# Work to be completed:
Please give the listing again in its entirety, exactly as written.

# Data for the task:
################

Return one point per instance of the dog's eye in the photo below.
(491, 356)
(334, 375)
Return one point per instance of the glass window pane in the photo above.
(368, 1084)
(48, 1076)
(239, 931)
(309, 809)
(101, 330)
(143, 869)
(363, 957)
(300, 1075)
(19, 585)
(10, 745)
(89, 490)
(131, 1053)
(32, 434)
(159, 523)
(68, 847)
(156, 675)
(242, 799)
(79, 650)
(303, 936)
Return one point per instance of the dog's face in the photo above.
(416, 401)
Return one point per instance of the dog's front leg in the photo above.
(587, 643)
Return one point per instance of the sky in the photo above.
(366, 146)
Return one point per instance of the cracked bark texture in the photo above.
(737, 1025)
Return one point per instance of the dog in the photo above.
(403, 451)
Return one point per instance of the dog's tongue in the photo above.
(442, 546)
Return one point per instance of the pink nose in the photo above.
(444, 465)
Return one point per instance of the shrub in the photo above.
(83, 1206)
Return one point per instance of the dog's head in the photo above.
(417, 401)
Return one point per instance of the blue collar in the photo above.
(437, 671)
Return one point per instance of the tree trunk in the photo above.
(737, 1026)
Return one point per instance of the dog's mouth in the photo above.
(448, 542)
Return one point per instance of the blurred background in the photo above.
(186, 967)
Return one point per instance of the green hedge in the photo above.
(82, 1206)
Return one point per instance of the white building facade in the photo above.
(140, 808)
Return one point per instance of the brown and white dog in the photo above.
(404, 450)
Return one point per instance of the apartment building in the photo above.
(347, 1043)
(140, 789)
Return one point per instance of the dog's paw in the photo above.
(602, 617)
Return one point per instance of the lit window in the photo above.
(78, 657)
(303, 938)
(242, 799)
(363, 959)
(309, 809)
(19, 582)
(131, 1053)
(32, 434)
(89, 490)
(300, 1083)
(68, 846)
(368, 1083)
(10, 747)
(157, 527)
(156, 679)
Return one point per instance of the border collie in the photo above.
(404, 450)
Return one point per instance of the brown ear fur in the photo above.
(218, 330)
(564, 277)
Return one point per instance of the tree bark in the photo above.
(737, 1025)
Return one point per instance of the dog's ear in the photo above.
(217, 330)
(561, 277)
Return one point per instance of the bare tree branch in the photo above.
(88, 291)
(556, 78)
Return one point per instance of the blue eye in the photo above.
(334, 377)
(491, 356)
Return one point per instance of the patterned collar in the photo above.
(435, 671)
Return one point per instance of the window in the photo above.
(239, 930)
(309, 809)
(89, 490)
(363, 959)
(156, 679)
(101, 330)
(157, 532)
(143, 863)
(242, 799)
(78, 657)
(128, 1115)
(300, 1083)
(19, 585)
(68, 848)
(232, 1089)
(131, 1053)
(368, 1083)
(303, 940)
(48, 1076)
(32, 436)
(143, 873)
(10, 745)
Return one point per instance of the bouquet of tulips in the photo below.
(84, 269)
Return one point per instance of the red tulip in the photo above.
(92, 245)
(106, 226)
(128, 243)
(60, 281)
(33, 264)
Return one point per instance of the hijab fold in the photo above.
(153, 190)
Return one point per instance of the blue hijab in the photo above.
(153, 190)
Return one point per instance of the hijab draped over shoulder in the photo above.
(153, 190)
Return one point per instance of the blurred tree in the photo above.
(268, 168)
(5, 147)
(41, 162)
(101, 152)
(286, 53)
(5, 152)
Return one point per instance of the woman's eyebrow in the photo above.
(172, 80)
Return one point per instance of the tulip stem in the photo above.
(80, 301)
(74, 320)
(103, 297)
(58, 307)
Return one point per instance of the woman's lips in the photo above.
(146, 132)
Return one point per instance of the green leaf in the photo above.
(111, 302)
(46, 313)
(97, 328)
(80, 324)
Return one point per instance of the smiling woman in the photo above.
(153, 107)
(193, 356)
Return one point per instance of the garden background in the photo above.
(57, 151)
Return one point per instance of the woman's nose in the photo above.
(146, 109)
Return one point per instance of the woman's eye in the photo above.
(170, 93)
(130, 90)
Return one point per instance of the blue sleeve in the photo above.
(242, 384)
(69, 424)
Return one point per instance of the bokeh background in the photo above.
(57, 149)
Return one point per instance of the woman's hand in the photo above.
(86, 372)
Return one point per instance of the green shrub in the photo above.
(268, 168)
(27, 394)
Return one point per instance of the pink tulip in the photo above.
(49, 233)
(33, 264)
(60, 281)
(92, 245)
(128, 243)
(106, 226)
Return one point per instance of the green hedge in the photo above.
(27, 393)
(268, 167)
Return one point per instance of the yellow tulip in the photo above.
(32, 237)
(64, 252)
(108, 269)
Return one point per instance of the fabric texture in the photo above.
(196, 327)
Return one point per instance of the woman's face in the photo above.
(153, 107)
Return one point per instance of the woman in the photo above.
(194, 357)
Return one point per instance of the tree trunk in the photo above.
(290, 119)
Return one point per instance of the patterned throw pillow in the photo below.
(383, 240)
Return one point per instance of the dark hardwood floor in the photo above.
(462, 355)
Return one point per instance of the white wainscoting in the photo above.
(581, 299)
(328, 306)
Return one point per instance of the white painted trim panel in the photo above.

################

# Solution for this exercise:
Return one point per instance of the dog's eye in the photo below.
(491, 356)
(334, 375)
Return one point per instance of the glass window pane in the photo above.
(368, 1084)
(48, 1076)
(239, 931)
(309, 809)
(101, 330)
(143, 869)
(363, 957)
(300, 1075)
(19, 585)
(10, 745)
(89, 490)
(131, 1053)
(32, 434)
(159, 523)
(68, 847)
(156, 675)
(242, 799)
(79, 650)
(303, 936)
Return one point per instance of the dog's face in the photo above.
(416, 401)
Return one point per instance of the dog's front leg in the photo above.
(587, 643)
Return one point per instance of the sky in the photo above.
(366, 146)
Return one point per instance of the cracked bark texture in the photo above.
(737, 1025)
Return one point per instance of the dog in the photo above.
(403, 451)
Return one point per instance of the dog's tongue in the photo above.
(442, 546)
Return one point per instance of the pink nose in the photo above.
(444, 465)
Return one point per instance of the shrub in the photo above.
(83, 1206)
Return one point per instance of the dog's head in the photo above.
(417, 401)
Return one point per instance of the blue collar in the photo above.
(437, 671)
Return one point per instance of the tree trunk in the photo above.
(737, 1026)
Return one point per instance of the dog's mouth in the photo above.
(448, 542)
Return one point per instance of the blurred background in the photo above.
(186, 967)
Return one point per instance of the green hedge in the photo above.
(82, 1206)
Return one point per instance of the white building facade in the photo above.
(140, 808)
Return one point per instance of the brown and white dog in the photo above.
(404, 450)
Return one point per instance of the apartment building in the photo above.
(347, 1043)
(140, 789)
Return one point per instance of the dog's paw in the photo above.
(602, 617)
Return one point per instance of the lit window in the photo above.
(78, 657)
(303, 938)
(242, 799)
(363, 959)
(309, 809)
(19, 582)
(131, 1053)
(32, 434)
(89, 490)
(300, 1083)
(68, 846)
(368, 1083)
(10, 747)
(157, 527)
(156, 679)
Return one point per instance of the border collie in the photo above.
(404, 450)
Return one point per instance of the brown ear fur in the photo above.
(218, 330)
(564, 277)
Return one point per instance of the tree bark in the photo above.
(737, 1025)
Return one point per instance of the dog's ear in the photo above.
(217, 330)
(561, 277)
Return one point per instance of the bare tree branch in the photo above.
(88, 291)
(556, 78)
Return one point per instance of the blue eye in the photo above.
(334, 377)
(491, 356)
Return one point per instance of the patterned collar in the photo above.
(435, 671)
Return one point per instance of the window in the photo above.
(239, 930)
(309, 809)
(89, 490)
(363, 959)
(156, 679)
(101, 330)
(157, 532)
(143, 863)
(242, 799)
(78, 657)
(128, 1115)
(300, 1083)
(19, 585)
(68, 848)
(232, 1089)
(131, 1053)
(368, 1083)
(303, 940)
(48, 1076)
(32, 436)
(143, 873)
(10, 745)
Return one point per instance of the bouquet of tulips in the photo below.
(84, 269)
Return one point per instance of the red tulip in the photo above.
(92, 245)
(106, 226)
(128, 243)
(60, 281)
(33, 264)
Return one point per instance of the hijab fold in the photo above.
(153, 190)
Return one point per instance of the blue hijab in the photo above.
(153, 190)
Return one point per instance of the hijab draped over shoulder in the photo above.
(153, 190)
Return one point per instance of the blurred tree in the photo above.
(268, 168)
(5, 147)
(41, 162)
(101, 152)
(286, 53)
(5, 152)
Return one point per instance of the woman's eyebrow in the photo above.
(172, 80)
Return one point per instance of the tulip stem in the photo above.
(80, 301)
(74, 320)
(103, 297)
(58, 307)
Return one point per instance of the woman's lips in the photo above.
(146, 132)
Return one point per instance of the green leaf in the photo above.
(111, 302)
(46, 313)
(97, 328)
(80, 324)
Return one point per instance of the smiling woman in the photo above.
(153, 107)
(193, 356)
Return one point per instance of the garden background in the photo above.
(57, 151)
Return one point per instance of the woman's nose in the photo above.
(146, 109)
Return one point per instance of the woman's eye in the photo above.
(170, 93)
(130, 90)
Return one point per instance of the blue sleeve in the photo above.
(242, 384)
(69, 424)
Return one point per instance of the bokeh background in the photo above.
(57, 149)
Return one point per instance of the woman's hand in the photo above.
(86, 372)
Return one point per instance of the green shrub in the photo above.
(268, 168)
(27, 394)
Return one point per instance of the pink tulip in the photo above.
(49, 233)
(33, 264)
(60, 281)
(92, 245)
(128, 243)
(106, 226)
Return one point per instance of the green hedge in the photo above.
(27, 393)
(268, 167)
Return one point per instance of the yellow tulip in the photo above.
(32, 237)
(64, 252)
(108, 269)
Return one point per instance of the fabric texture in the photo above.
(196, 327)
Return one point per instance of the woman's face in the photo above.
(153, 107)
Return one point per instance of the woman in the photo above.
(194, 357)
Return one point per instance of the tree trunk in the photo above.
(290, 119)
Return one point per instance of the patterned throw pillow in the photo below.
(383, 240)
Return one point per instance of the dark hardwood floor in the photo above.
(462, 355)
Return one point per instance of the white wainscoting in the photo above.
(581, 299)
(328, 306)
Return one point per instance of the white painted trim panel in the photo above.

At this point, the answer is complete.